Data for processing start
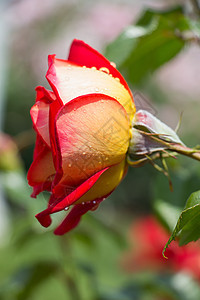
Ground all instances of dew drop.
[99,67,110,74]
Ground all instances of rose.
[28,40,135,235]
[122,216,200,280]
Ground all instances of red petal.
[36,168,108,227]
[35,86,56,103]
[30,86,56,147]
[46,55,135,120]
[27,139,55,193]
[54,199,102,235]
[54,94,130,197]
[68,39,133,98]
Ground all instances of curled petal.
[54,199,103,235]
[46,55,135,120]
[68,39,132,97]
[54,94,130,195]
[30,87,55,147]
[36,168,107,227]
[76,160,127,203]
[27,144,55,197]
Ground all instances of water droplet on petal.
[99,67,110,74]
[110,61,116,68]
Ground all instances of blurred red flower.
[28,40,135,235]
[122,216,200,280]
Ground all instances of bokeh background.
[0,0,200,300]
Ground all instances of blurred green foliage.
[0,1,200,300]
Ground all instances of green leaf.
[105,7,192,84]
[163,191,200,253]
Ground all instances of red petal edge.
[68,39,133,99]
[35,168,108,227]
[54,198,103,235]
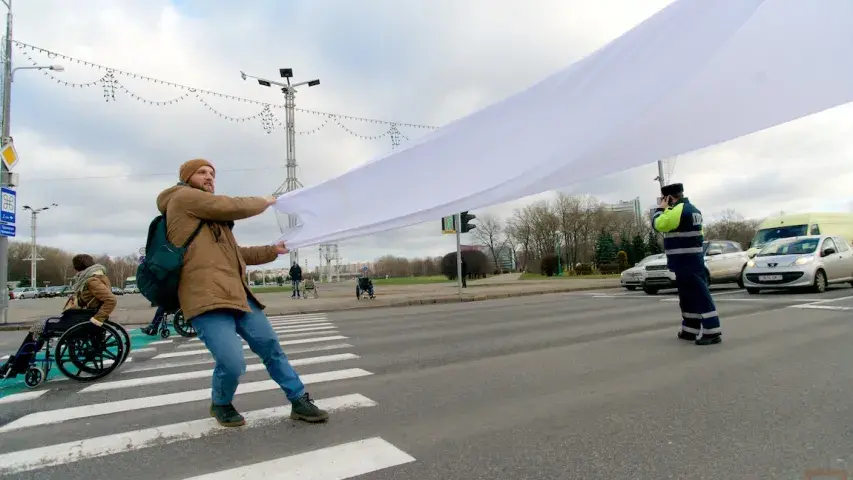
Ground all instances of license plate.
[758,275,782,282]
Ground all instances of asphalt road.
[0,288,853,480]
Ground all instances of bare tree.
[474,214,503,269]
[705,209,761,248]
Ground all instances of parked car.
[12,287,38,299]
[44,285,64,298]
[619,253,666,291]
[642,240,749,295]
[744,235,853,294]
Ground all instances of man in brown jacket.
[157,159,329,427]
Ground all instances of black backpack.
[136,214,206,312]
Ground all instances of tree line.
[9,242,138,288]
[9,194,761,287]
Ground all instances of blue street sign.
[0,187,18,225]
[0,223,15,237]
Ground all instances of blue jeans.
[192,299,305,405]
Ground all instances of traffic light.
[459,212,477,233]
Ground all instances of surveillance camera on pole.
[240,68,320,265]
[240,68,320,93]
Data for processing end
Data for processing start
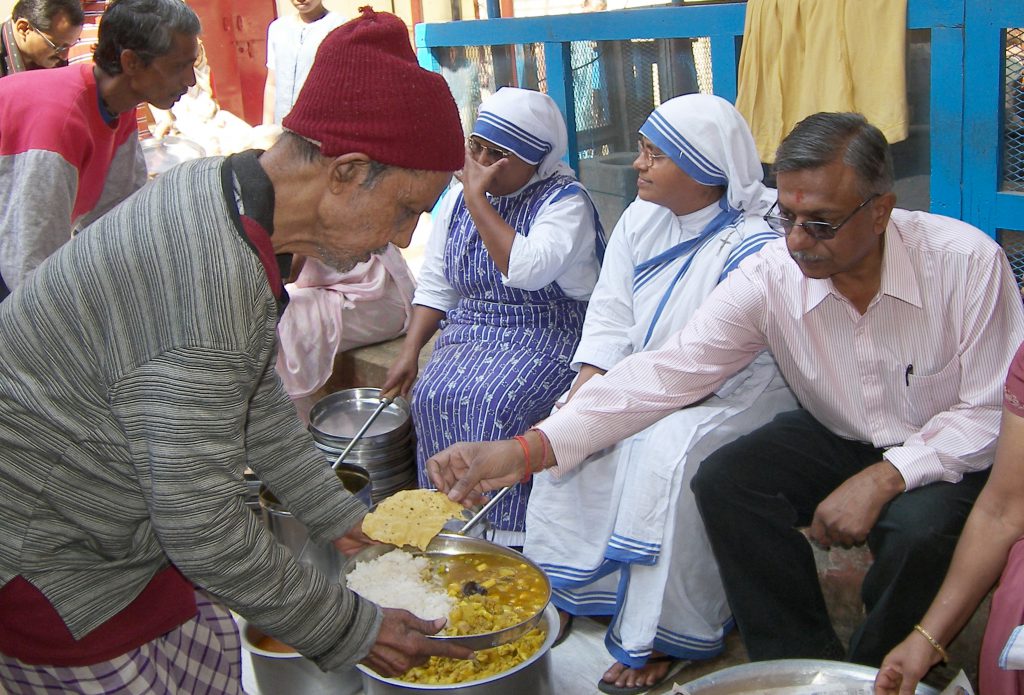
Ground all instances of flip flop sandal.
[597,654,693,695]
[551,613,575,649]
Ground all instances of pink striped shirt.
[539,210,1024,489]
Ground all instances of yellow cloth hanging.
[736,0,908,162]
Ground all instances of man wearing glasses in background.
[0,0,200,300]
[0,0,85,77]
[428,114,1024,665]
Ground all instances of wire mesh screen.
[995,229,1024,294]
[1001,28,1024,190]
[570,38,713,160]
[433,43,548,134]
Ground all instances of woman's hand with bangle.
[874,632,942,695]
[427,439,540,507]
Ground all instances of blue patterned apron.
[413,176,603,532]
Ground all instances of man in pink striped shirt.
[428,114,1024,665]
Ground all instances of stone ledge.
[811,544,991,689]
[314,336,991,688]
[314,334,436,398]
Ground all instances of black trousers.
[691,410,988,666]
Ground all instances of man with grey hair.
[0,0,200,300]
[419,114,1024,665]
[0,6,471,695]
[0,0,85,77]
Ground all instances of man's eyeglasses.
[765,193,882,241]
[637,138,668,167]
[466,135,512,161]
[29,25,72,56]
Data for processing end
Task brief —
Output the data between the lines containing "Ground all instances of man in pink" and "[29,25,72,56]", inclusive, as a two-column CSV with the header input_text,target_text. Each row should hold one text and its answer, with every field enclosed in quotation marks and any line breaks within a field replaced by spaces.

Exercise response —
input_text,target_text
"Ground all instances of man in pink striped shirt.","[428,114,1024,665]"
"Ground all instances of stone ledge.","[811,544,991,689] [314,336,991,688] [314,334,436,398]"
"Ground all instances of black trousers.","[691,410,988,666]"
"Ground all instances of man with grey hair.","[0,0,200,300] [419,114,1024,665] [0,6,471,695] [0,0,85,77]"
"Ground all instances of man's eyeglasses.","[765,193,882,241] [637,138,668,167] [466,135,512,161] [29,25,72,56]"